# EXERCISE OBJECTIVE
Format every line of the entries below as a numbered list, omitting any blank lines.

Excerpts from a dataset on object pointing
-- Start --
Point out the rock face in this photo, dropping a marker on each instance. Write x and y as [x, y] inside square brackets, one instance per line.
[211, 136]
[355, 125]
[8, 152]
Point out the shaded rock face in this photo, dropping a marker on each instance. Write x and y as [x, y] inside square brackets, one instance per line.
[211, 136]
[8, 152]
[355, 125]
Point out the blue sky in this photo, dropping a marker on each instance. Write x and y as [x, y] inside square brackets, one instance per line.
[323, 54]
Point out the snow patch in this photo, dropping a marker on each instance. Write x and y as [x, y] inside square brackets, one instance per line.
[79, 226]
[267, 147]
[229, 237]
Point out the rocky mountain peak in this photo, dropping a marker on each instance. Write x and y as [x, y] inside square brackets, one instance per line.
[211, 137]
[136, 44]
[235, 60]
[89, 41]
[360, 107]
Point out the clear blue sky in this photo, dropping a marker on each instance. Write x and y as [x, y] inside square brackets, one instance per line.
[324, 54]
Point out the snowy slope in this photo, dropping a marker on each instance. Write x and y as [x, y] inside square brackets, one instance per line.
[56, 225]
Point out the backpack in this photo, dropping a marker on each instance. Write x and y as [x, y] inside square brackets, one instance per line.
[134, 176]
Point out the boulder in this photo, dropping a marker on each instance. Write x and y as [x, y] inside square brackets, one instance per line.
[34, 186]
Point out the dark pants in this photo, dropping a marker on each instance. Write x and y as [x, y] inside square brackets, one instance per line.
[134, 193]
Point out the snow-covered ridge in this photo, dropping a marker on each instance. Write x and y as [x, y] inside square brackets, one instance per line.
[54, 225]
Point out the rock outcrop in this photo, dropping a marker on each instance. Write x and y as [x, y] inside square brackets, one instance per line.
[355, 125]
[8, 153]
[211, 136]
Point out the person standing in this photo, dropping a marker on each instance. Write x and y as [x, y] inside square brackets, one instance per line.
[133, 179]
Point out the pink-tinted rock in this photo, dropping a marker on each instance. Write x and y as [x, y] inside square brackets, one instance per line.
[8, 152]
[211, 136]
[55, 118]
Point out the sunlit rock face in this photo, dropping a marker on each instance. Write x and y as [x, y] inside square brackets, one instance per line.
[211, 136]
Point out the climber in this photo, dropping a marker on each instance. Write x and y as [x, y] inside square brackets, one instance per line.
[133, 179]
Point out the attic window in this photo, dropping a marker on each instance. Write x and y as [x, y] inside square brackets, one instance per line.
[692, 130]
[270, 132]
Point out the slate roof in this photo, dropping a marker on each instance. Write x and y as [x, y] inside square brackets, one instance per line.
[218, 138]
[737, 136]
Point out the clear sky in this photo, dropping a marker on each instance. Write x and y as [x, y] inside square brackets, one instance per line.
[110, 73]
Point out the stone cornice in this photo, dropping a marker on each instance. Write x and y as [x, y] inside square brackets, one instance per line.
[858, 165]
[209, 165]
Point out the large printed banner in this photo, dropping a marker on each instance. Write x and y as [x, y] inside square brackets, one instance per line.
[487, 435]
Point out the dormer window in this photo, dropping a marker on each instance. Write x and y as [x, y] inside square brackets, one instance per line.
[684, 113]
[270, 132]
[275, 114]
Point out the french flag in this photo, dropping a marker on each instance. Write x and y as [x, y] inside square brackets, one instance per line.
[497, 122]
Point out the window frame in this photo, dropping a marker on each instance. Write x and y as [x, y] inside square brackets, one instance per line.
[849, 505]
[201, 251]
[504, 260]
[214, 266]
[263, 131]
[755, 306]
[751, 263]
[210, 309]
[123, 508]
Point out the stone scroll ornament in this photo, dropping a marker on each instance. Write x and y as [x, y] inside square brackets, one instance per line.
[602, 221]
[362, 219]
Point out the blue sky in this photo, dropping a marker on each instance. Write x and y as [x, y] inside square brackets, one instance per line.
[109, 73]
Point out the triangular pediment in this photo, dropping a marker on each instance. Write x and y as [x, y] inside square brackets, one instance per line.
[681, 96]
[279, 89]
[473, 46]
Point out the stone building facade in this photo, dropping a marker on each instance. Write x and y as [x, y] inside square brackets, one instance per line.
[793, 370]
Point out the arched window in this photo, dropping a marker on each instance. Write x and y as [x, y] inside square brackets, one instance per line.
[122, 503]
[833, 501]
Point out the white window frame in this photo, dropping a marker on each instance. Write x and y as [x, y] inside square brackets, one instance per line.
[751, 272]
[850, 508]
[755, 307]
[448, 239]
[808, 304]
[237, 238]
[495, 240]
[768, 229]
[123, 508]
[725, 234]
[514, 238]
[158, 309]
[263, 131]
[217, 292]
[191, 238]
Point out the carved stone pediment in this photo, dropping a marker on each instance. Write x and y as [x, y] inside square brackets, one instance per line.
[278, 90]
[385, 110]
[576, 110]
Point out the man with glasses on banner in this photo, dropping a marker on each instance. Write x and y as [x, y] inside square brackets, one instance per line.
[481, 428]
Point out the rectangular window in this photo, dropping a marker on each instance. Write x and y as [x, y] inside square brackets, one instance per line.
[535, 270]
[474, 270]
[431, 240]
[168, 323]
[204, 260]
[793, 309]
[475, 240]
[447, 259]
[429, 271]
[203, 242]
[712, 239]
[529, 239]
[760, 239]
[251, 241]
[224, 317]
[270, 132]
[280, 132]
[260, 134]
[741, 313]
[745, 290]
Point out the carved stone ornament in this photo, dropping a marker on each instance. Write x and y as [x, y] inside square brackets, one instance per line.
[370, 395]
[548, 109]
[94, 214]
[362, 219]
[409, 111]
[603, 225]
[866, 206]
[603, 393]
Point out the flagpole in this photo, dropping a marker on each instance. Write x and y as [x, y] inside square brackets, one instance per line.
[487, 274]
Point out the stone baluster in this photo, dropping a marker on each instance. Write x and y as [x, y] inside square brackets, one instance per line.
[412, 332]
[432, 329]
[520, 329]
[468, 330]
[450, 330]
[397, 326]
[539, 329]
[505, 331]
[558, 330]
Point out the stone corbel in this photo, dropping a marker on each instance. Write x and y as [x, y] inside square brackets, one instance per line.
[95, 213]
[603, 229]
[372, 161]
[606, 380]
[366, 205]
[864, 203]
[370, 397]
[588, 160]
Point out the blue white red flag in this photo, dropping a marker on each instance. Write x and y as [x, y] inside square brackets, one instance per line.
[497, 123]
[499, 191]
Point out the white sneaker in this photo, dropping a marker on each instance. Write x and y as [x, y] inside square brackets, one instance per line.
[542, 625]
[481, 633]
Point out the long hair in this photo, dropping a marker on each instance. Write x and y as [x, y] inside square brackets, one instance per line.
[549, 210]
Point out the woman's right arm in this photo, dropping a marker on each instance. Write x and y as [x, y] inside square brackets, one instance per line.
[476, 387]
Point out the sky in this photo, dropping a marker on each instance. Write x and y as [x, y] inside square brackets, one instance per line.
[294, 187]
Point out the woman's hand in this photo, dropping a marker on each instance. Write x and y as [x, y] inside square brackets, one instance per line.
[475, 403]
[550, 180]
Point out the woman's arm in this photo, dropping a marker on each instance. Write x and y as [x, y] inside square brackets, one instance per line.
-- End --
# SOLUTION TO THIS TASK
1. Point out the rock face in this photo, dropping a marker on each instance. Write x and y as [x, y] inside square brackets, one instance per line.
2. [211, 136]
3. [355, 125]
4. [8, 152]
5. Point out the shaded rock face in this photo, dropping a marker on each instance. Write x and y as [x, y] inside square brackets, one instance per line.
6. [211, 136]
7. [8, 152]
8. [355, 125]
9. Point out the blue sky in this photo, dropping a marker on each instance. Write x and y as [x, y] inside square brackets, one instance per line.
10. [323, 54]
11. Point out the snow patch in this photo, dropping a marker on each instance. Write x and y as [x, y] inside square brackets, one instance per line.
12. [79, 226]
13. [267, 147]
14. [229, 237]
15. Point out the rocky mountain peak in this photo, dropping a marker on each instance. Write x and y as [x, y] inside square brackets, one instance per line.
16. [211, 137]
17. [136, 44]
18. [235, 60]
19. [89, 41]
20. [360, 107]
21. Point out the clear blue sky in this photo, dropping a marker on each instance. Write x and y as [x, y] inside square brackets, one instance per line.
22. [324, 54]
23. Point out the snowy slope in this photo, dropping a marker on each instance. Write x and y as [x, y] inside square brackets, one instance per line.
24. [56, 225]
25. Point out the backpack in this photo, dropping a marker on each instance. Write x and y as [x, y] inside square brackets, one instance per line.
26. [134, 176]
27. Point out the boulder in this photo, dropping a marker on each instance. Write x and y as [x, y] inside square brackets, one instance per line.
28. [34, 186]
29. Point out the dark pants in this photo, dropping a marker on each instance. Write x and y as [x, y] inside square brackets, one instance per line.
30. [134, 193]
31. Point out the snow-covered ridge in this photo, dropping a marker on each instance. Write x and y as [x, y] inside square brackets, one instance per line.
32. [54, 225]
33. Point out the rock outcrop in this photo, dropping a marker on each instance. Write x and y as [x, y] inside square brackets, one instance per line.
34. [355, 125]
35. [8, 153]
36. [211, 136]
37. Point out the person standing in this photo, dropping a marker on each instance. Write x and y as [x, y] inside square brackets, one instance per line.
38. [133, 179]
39. Point out the pink-tinted rock in this photo, dropping a marker on each instance. Write x and y as [x, y] inside square brackets, one instance per line.
40. [8, 152]
41. [211, 136]
42. [55, 118]
43. Point out the sunlit rock face in this photo, dropping a marker on each instance. Write x and y as [x, y] inside square brackets, one instance per line.
44. [211, 136]
45. Point out the climber in this photo, dropping a marker on each instance. Write x and y as [x, y] inside square brackets, one instance per line.
46. [133, 179]
47. Point out the attic window in this photo, dropping a marker on each instance. Write x and y as [x, y] inside square brackets, one instance per line.
48. [692, 130]
49. [270, 132]
50. Point out the slate roof in this photo, dropping a marker on each instance. Write x and y as [x, y] inside square brackets, one instance per line.
51. [218, 138]
52. [737, 136]
53. Point out the clear sky in this photo, dropping a marker on each instance. Write x and y as [x, y] inside square brackets, one instance per line.
54. [110, 73]
55. Point out the stone cornice in this photo, dropping a marker on each instance. Write x and y as [x, y] inside square brackets, one instance per line.
56. [858, 165]
57. [209, 165]
58. Point out the large printed banner in this photo, dropping a marker on each instance. Write x and y as [x, y] inside square brackets, one instance per line.
59. [487, 435]
60. Point out the dormer window in this photo, dropping a marker on each instance. Write x and y as [x, y] inside square brackets, one instance per line.
61. [684, 113]
62. [270, 132]
63. [275, 114]
64. Point out the french flag in this photo, dropping a marker on each instance. Write x and y as [x, y] inside square brackets, one instance per line.
65. [497, 122]
66. Point out the window frame in this photo, dropping a marker on each instance. Write x and y as [x, y] inside square brackets, one instance per line.
67. [849, 505]
68. [201, 251]
69. [504, 260]
70. [214, 266]
71. [263, 131]
72. [755, 306]
73. [751, 263]
74. [210, 309]
75. [123, 508]
76. Point out the stone scroll ornament in this photo, dropping a marker on each instance. Write x and y as [x, y] inside square brackets, one instance per line.
77. [602, 221]
78. [362, 219]
79. Point out the blue sky in this photo, dropping a marker on each instance. Write x and y as [x, y] inside square brackets, one instance per line.
80. [109, 73]
81. Point out the triangular pediment in this photo, dropping a marker on each instance. Write x and y as [x, y] inside square brackets, one instance per line.
82. [681, 96]
83. [279, 89]
84. [473, 46]
85. Point out the stone building facade in this photo, dropping a marker on each instance. Write x and y as [x, y] inside square brackets, one instance per line.
86. [793, 370]
87. Point out the arched window in this photo, dropping a marker on each instance. Write x and y as [x, y] inside square brackets, one instance per line.
88. [122, 503]
89. [833, 501]
90. Point out the white window frame in this photo, dropping a marker on each instance. Write x and y as [x, y] inside square brackets, one instance per line.
91. [751, 272]
92. [850, 508]
93. [755, 307]
94. [448, 239]
95. [808, 304]
96. [237, 238]
97. [495, 240]
98. [768, 229]
99. [123, 508]
100. [725, 234]
101. [514, 238]
102. [158, 309]
103. [263, 131]
104. [217, 292]
105. [191, 238]
106. Point out the carved stone pediment in this photo, dropping a marker on each instance. Write x and y as [x, y] inside square brackets, one instance per line.
107. [278, 90]
108. [385, 110]
109. [576, 110]
110. Point out the man with glasses on banner in this photo, dropping a marker on each instance. Write x and y as [x, y] inside square brackets, one instance per line.
111. [481, 428]
112. Point out the rectangular window in this photo, dropping a marker on each instance. Write x and y as [x, y] inside square brackets, one instance per line.
113. [535, 270]
114. [474, 270]
115. [431, 240]
116. [168, 323]
117. [204, 260]
118. [793, 309]
119. [475, 240]
120. [447, 259]
121. [429, 271]
122. [203, 242]
123. [712, 239]
124. [529, 239]
125. [760, 239]
126. [251, 241]
127. [224, 317]
128. [270, 132]
129. [280, 132]
130. [260, 134]
131. [741, 313]
132. [745, 290]
133. Point out the carved stone ornament in this photo, dropping a marker on each instance. Write x and y as [x, y] inside square brackets, one instance per line.
134. [370, 395]
135. [548, 109]
136. [94, 214]
137. [362, 219]
138. [409, 111]
139. [603, 225]
140. [866, 206]
141. [603, 393]
142. Point out the flagpole in this photo, dropping a marker on each instance. Write x and y as [x, y] inside square brackets, one instance per line.
143. [487, 274]
144. Point out the stone baluster in this photo, dropping a marker on each instance. Write x and y as [x, y] inside square brackets, one instance per line.
145. [412, 332]
146. [432, 329]
147. [520, 329]
148. [468, 330]
149. [450, 330]
150. [397, 326]
151. [539, 329]
152. [505, 331]
153. [558, 330]
154. Point out the stone corbel in this photo, dropping a marker on each instance. Write x and y as [x, y] inside square brackets, one instance per line.
155. [95, 213]
156. [603, 229]
157. [372, 161]
158. [606, 380]
159. [366, 205]
160. [864, 203]
161. [370, 397]
162. [588, 160]
163. Point out the blue white red flag in this photo, dropping a marker on each instance. Write x and y as [x, y] inside square brackets, one instance per line.
164. [497, 123]
165. [499, 191]
166. Point out the white sneaker in this photo, dropping a marker on each instance. Write x and y as [x, y] inside square brackets, one instance per line.
167. [542, 625]
168. [481, 633]
169. Point out the long hair in this photo, dropping a marker on each instance. Write x and y as [x, y] inside square brackets, one instance per line.
170. [549, 210]
171. Point out the woman's right arm in this photo, dropping a marker on each instance. Write x and y as [x, y] inside square brackets, one instance per line.
172. [476, 387]
173. Point out the sky in this photo, dropping a marker on each instance. Write x and y as [x, y] inside square brackets, one instance per line.
174. [294, 187]
175. Point out the woman's hand in this photo, dropping a marker on each instance. Write x and y as [x, y] inside square brackets, one instance per line.
176. [475, 403]
177. [550, 180]
178. Point out the woman's arm in this photo, dropping a marker on each instance. Write x and y as [x, y] inside square brackets, one instance per line.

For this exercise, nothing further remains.